#### To do:
Reproduce the listing from its first line through the line containing "M 86 49 L 90", both ends included, with the requests kept in, and add 78 to every coordinate in the outline paths. Include no other lines.

#### Rows from a segmentation dataset:
○ ○ ○

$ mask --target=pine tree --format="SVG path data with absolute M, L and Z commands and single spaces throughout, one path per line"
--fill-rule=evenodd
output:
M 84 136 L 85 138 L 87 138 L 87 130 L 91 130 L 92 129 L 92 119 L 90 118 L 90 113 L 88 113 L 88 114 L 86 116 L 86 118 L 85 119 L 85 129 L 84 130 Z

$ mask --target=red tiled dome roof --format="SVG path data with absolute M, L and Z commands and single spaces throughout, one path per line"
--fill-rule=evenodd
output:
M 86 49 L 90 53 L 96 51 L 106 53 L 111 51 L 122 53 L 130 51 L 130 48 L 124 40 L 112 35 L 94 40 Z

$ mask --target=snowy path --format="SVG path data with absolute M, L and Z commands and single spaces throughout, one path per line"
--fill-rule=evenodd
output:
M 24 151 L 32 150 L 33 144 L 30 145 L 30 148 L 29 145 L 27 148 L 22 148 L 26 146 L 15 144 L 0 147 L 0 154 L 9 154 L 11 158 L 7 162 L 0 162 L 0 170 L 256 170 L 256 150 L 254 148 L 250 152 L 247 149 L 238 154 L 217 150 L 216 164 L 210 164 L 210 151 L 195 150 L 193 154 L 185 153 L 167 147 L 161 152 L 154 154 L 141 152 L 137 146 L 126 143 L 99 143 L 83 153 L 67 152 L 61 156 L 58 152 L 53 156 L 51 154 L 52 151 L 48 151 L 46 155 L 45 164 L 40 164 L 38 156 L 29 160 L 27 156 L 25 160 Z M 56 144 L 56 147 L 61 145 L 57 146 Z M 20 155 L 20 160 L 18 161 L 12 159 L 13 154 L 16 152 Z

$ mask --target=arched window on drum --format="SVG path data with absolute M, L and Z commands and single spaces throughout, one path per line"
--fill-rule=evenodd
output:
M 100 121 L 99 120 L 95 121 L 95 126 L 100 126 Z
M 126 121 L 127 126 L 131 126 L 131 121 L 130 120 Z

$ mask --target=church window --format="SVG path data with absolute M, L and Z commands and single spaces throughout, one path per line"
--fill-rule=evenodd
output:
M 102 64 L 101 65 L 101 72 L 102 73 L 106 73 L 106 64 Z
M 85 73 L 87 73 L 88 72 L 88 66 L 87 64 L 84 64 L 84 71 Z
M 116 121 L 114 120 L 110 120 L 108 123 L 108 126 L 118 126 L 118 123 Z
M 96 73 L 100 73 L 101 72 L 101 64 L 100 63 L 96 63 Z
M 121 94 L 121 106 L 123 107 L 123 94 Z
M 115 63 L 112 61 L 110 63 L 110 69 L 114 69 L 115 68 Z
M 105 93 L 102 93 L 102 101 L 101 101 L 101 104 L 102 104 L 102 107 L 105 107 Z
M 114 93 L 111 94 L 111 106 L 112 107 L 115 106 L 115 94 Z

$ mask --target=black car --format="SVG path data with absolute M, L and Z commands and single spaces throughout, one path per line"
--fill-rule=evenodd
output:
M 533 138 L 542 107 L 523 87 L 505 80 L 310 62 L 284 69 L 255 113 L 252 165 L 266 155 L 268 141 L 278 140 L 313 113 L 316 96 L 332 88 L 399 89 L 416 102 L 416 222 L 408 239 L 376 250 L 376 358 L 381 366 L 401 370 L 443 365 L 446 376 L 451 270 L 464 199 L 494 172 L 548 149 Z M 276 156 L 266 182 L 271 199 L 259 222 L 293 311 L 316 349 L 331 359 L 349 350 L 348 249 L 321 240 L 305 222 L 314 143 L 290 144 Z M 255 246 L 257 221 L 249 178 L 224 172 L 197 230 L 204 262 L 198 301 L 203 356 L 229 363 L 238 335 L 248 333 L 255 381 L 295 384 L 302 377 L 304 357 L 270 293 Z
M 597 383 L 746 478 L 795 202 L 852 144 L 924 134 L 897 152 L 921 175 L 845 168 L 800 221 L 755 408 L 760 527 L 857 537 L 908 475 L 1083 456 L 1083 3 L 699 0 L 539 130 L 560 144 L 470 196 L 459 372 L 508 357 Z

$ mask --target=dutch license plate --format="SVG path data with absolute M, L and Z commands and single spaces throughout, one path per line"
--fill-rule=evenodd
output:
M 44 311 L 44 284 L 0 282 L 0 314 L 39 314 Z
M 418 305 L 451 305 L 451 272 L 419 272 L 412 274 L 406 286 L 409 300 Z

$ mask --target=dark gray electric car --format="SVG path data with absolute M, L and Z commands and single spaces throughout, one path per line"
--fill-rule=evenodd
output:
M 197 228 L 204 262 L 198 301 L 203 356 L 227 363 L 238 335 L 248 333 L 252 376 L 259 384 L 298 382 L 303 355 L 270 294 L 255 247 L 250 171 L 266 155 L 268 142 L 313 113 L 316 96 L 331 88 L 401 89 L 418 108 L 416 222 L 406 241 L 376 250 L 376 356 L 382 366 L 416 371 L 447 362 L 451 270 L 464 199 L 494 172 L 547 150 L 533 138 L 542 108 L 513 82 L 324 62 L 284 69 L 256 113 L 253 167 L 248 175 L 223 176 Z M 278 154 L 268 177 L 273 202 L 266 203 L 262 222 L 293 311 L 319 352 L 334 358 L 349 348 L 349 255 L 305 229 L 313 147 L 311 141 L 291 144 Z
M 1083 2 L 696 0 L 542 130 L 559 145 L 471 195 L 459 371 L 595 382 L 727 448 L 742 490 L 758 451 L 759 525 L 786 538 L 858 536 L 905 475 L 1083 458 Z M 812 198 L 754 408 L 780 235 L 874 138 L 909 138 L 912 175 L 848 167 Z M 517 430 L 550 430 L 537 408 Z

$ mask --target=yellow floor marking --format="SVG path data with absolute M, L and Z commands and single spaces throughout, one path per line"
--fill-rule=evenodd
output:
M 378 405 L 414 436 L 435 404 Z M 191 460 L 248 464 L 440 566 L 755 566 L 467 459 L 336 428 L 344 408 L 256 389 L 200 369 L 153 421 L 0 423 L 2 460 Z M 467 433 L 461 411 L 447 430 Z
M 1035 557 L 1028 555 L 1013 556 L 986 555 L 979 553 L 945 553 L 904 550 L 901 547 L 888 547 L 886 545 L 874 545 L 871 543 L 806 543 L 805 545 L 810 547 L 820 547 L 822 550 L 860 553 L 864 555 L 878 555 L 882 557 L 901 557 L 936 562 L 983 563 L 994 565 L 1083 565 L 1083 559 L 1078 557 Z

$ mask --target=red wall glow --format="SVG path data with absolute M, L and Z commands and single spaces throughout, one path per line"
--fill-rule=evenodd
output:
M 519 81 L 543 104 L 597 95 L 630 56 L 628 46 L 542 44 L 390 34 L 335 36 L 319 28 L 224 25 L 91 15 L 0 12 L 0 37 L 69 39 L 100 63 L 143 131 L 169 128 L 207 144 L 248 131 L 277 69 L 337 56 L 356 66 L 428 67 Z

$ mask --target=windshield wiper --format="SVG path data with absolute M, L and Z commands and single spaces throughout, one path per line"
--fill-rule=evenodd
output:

○ ○ ○

#### Correct response:
$ mask --target=pine tree --format="SVG path data with absolute M, L and Z commands and single spaces throughout, one path per line"
--fill-rule=evenodd
output:
M 162 214 L 163 216 L 165 216 L 165 208 L 169 208 L 170 207 L 170 197 L 168 196 L 168 191 L 166 191 L 166 192 L 164 194 L 164 196 L 163 197 L 163 207 L 162 208 Z

$ mask --target=red tiled dome roof --format="SVG path data with absolute M, L and Z commands and single spaces throughout, one path per line"
--fill-rule=evenodd
output:
M 164 127 L 168 131 L 174 129 L 184 131 L 189 129 L 200 131 L 208 129 L 208 126 L 202 118 L 190 113 L 172 118 Z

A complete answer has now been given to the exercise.